Short problem:
Answer these questions using the forum thread below.
1. What asking price is given for the trimmer for sale?
2. What kind of handle did the first poster use on a trimmer at an old job?
3. What will do most of the heavy brush cutting?

Selected excerpt:
# Can anyone tell me about the Stihl FS 76 trimmer?



## Marc (May 14, 2008)

Ok... not exactly a chainsaw, but I didn't see a better forum for this question...

There's one for sale near me for $250. I'd like to go check it out, but I can't find very much about these things online. What's the engine displacement and rated power output? Are they well built/reliable? Can you still get different head attachments for them?

I'm looking for a good sized, well built trimmer to put a lot of hours on cutting tall grass and straw around my house and barn-







This one comes with bicycle bars as well, which I've never used. I put lots of hours in behind a trimmer with a loop handle at my old job and liked how manueverable it was... pro's/con's to the bars?

Anyway, I don't need something huge, since most of the heavy brush cutting will be done with a bush hog, just something with enough power and clearance to cut big thick grass and the occasional quarter inch multiflora...

Oh yeah, I'm fairly cheap too... let's not forget that important piece of info...


----------



## THALL10326 (May 14, 2008)

Marc said:


> Ok... not exactly a chainsaw, but I didn't see a better forum for this question...

Raw records:
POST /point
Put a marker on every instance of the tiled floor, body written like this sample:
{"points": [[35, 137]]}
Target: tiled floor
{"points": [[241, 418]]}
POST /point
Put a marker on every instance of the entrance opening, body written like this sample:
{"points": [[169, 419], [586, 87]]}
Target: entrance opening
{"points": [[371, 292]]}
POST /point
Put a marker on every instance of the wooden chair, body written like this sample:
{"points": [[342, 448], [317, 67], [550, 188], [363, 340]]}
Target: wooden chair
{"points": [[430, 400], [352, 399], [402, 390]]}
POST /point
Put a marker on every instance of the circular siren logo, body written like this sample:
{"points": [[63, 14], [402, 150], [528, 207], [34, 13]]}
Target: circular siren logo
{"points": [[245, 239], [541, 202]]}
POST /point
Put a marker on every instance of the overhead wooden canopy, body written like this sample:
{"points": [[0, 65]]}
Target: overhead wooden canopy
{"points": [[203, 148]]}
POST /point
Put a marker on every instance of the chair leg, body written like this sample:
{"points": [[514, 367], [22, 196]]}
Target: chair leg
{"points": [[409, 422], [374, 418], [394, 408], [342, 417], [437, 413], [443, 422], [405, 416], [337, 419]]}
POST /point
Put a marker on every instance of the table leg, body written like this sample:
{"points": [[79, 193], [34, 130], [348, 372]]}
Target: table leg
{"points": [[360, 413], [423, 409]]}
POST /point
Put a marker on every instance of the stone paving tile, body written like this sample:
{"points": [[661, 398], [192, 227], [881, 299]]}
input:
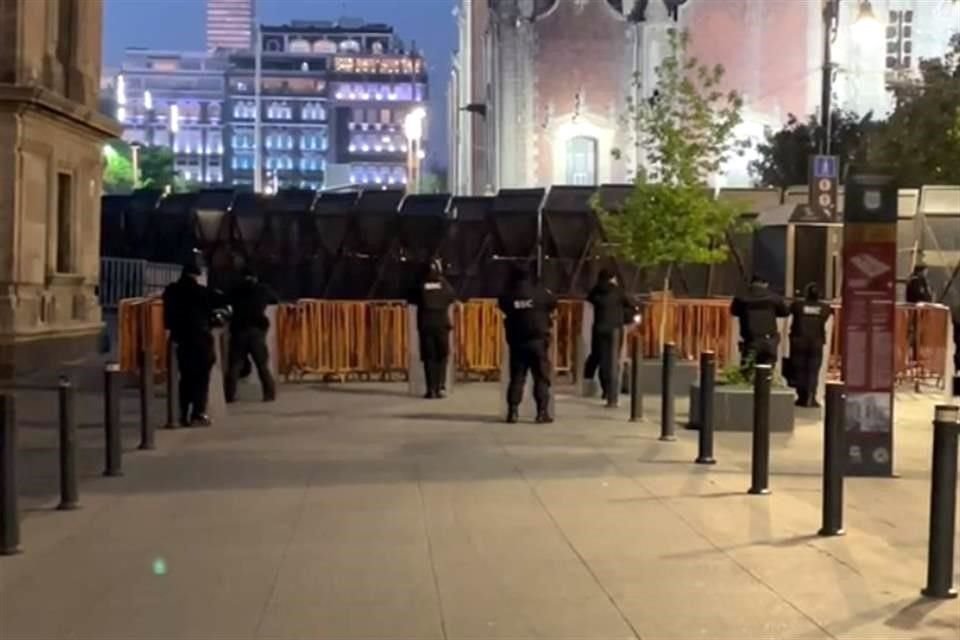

Solution:
1. $250
2. A loop handle
3. A bush hog